Kabbala is at the Centre of exposés

The kabbala sect of Madonna (here visiting Israel, sporting red string) gets scrutiny from Radar magazine and '20/20.'

New York Daily News/June 16, 2005
By Rush and Molloy

The mystical religion of Demi Moore, Ashton Kutcher, Madonna, Guy Ritchie and Britney Spears is about to lose some of its mystery. Radar magazine and ABC News' "20/20" unload dueling exposés on kabbala this week. The "20/20" piece airs tomorrow. Posting today on www.radaronline.com is the first of four installments in which writer Mim Udovitch alleges the celebrity sect isn't all red string bracelets and prayer. Among her bullet points:

Kabbalah Centre founder Philip Berg has made suspicious claims about being the rightful successor to revered kabbalist Rabbi Yehuda Brandwein. Berg also settled a lawsuit that charged him with copyright infringement and plagiarism.

Philip Berg and his wife, Karen, who have tried to tear kabbala away from its Jewish roots, have used Craigslist to solicit freelance ghostwriters to help the Bergs write "scholarly" books on kabbala.

The Centre has a penchant for lending money to companies owned by the Bergs' friends. That includes one $1.8 million loan to a company that flips real estate in inner-city L.A. neighborhoods.

The Bergs' luxurious lifestyle stands in stark contrast to the bleak four-to-a-bedroom quarters of those who cook and clean for them, making $35 a month.

The Centre's leaders have claimed its Kabbalah Water can do everything from cleansing the lakes of Chernobyl to curing cancer. All the same, Madonna is going to team up with the Centre in marketing the water to the masses. Kabbalah Centre lawyer Bert Fields declined comment yesterday. Word is that Madonna, Ritchie, Kutcher and Moore turned down invitations to discuss their faith with "20/20."

The biggest celebrity the show nabbed, we hear, was Roseanne Barr.
• • • • • • •
Return the part of the kabbala article starting at "New York Daily" and ending at "infringement and plagiarism.", copied word for word. The entries that follow were drawn from a separate source and have no connection to the article.

* _RECORDED INFORMATION_:
• • • • • • •
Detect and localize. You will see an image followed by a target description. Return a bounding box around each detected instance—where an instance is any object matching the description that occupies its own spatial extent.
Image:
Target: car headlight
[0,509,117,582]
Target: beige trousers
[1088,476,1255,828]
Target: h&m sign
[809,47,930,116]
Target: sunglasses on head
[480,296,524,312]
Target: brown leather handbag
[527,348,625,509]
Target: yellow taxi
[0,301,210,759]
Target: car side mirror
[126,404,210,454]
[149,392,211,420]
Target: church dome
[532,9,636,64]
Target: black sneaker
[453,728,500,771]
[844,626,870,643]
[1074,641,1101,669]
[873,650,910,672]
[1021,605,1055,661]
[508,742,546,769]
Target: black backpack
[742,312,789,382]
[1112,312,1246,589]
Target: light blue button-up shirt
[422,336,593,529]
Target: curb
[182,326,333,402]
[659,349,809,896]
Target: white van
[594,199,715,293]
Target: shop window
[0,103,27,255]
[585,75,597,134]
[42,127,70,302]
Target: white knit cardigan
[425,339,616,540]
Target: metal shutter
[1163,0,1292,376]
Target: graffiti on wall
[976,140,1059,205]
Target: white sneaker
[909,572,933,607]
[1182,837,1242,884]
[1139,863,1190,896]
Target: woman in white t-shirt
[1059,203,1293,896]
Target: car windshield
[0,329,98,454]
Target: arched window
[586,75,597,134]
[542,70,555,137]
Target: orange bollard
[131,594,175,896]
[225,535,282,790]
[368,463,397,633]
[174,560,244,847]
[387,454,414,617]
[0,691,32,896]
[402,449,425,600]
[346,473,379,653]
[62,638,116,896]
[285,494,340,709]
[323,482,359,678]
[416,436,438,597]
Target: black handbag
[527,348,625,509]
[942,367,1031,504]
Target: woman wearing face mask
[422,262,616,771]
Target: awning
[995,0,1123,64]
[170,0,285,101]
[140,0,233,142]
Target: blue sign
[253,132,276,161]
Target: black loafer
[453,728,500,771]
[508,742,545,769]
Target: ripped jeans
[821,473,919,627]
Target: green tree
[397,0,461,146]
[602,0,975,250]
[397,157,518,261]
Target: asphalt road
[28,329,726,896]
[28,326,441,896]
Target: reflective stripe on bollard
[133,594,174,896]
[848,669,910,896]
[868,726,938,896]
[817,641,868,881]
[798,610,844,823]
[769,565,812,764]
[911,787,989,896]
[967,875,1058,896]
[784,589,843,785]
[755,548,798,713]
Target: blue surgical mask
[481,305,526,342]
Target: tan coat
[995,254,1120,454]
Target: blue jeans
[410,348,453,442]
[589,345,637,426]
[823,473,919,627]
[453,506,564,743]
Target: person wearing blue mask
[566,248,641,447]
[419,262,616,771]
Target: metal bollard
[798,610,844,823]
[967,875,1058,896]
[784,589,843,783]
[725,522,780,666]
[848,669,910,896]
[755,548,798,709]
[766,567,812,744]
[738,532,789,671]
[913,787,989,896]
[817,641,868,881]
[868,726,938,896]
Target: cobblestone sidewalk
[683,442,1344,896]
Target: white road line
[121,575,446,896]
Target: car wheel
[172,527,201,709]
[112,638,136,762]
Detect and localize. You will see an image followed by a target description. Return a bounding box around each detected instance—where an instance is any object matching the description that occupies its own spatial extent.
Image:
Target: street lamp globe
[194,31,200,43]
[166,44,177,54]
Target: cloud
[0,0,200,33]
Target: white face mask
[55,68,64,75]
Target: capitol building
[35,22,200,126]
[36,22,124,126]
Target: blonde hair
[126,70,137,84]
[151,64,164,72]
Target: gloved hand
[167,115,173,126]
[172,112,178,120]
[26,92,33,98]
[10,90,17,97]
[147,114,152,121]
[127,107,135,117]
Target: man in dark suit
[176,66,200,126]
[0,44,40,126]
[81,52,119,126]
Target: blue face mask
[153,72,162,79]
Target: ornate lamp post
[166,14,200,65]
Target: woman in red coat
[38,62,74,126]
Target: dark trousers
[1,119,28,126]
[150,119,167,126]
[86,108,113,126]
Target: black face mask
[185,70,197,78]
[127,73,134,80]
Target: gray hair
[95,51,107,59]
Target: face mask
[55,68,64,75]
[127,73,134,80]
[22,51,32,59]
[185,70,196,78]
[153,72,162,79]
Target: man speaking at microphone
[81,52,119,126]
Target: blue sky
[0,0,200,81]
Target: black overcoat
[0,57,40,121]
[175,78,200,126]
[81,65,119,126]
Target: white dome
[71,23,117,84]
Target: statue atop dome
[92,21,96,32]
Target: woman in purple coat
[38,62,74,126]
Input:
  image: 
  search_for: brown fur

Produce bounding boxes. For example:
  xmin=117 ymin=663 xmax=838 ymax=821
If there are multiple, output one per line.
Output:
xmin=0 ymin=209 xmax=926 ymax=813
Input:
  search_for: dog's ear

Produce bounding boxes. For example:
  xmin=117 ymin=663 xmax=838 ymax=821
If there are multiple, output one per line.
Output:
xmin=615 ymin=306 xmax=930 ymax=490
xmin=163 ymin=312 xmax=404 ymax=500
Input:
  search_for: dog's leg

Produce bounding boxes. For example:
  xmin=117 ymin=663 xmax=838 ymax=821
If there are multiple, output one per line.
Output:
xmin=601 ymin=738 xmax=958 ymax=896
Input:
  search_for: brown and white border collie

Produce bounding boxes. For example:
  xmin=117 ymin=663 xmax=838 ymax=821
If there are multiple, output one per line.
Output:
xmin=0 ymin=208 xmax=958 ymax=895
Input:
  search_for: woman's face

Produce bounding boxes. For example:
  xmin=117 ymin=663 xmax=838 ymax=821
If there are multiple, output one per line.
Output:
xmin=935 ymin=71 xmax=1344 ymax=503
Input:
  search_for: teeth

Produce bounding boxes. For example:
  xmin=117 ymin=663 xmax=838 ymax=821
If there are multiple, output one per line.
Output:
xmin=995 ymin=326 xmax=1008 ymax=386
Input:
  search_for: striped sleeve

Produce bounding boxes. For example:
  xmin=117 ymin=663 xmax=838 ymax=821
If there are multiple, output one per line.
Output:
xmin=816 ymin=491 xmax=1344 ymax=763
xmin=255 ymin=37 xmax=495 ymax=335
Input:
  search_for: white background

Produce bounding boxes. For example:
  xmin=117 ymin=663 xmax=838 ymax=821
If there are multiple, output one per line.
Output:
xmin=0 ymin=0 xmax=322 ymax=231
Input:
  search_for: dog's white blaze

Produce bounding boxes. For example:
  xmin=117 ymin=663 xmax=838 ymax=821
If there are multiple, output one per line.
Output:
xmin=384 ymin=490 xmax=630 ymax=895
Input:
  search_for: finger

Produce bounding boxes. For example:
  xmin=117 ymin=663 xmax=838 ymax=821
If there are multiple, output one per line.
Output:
• • • • • • •
* _WRITTEN RESPONSE_:
New York Daily News/June 16, 2005
By Rush and Molloy

The mystical religion of Demi Moore, Ashton Kutcher, Madonna, Guy Ritchie and Britney Spears is about to lose some of its mystery. Radar magazine and ABC News' "20/20" unload dueling exposés on kabbala this week. The "20/20" piece airs tomorrow. Posting today on www.radaronline.com is the first of four installments in which writer Mim Udovitch alleges the celebrity sect isn't all red string bracelets and prayer. Among her bullet points:

Kabbalah Centre founder Philip Berg has made suspicious claims about being the rightful successor to revered kabbalist Rabbi Yehuda Brandwein. Berg also settled a lawsuit that charged him with copyright infringement and plagiarism.